§ **WORK TO DO**: Reproduce every line of the items below, requests included, and shift each coordinate value in the answer points up by 105. Leave the requests and their format samples unchanged, and omit the pictures.

§ **MATERIAL FOR THIS TASK**:

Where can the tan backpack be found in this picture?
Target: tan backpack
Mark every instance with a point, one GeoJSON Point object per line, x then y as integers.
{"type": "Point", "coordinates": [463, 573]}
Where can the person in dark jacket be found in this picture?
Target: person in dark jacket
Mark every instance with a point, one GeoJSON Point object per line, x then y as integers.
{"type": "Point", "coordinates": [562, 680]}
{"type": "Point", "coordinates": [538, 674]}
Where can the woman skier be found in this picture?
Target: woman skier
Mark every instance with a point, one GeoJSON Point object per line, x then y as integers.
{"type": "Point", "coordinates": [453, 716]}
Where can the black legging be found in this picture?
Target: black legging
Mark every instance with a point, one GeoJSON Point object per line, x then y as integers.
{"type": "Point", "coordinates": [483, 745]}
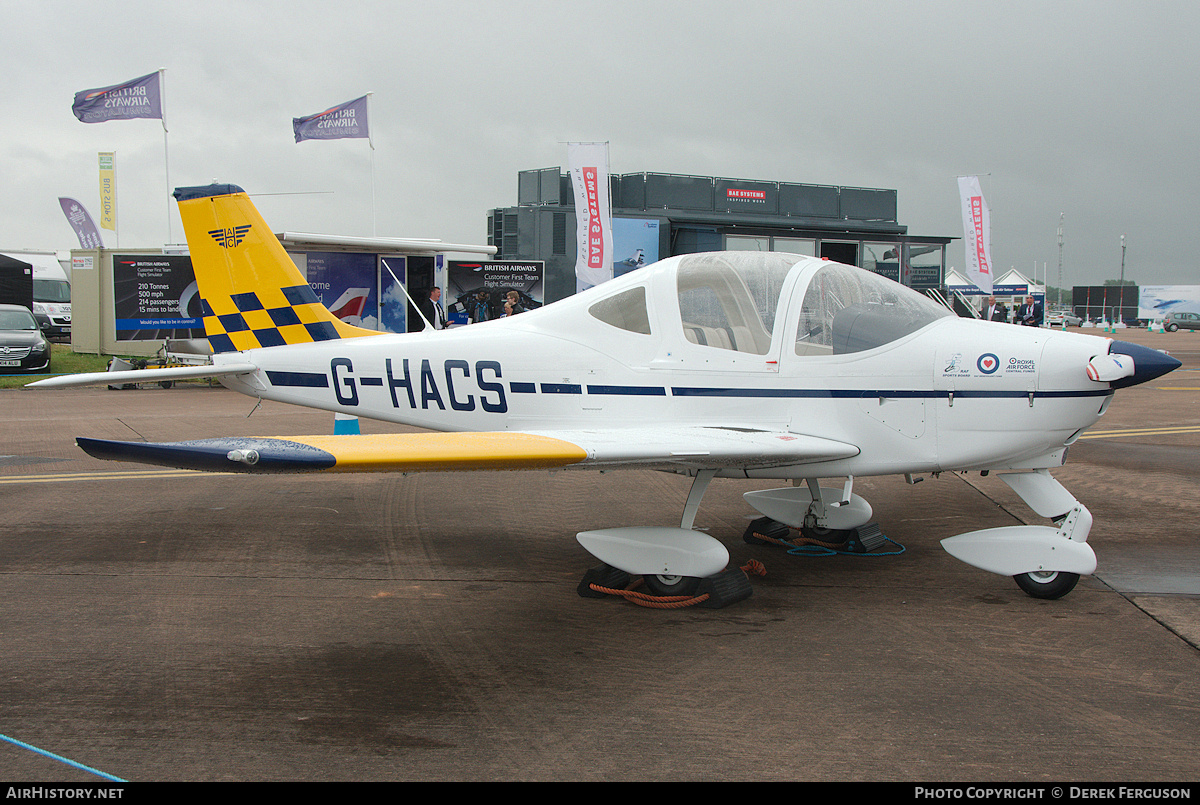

§ **TASK ANSWER**:
Where can the tan backpack be found in this picture?
Target: tan backpack
Mark every instance with a point, one GeoJSON Point object per line, x then y as integers.
{"type": "Point", "coordinates": [568, 678]}
Where can the person in dark jacket be found in this picture?
Target: person in dark jacket
Mark every instance with a point, one GeoJSON Point object per line, x then y as integers.
{"type": "Point", "coordinates": [667, 785]}
{"type": "Point", "coordinates": [643, 779]}
Where can the woman skier be found in this picture?
Target: woman skier
Mark every instance with a point, one GeoJSON Point object per line, x then y as integers.
{"type": "Point", "coordinates": [558, 821]}
Where can the black legging be found in this picture?
Target: black legging
Mark every instance with a point, one GeoJSON Point object per line, x then y as integers.
{"type": "Point", "coordinates": [588, 850]}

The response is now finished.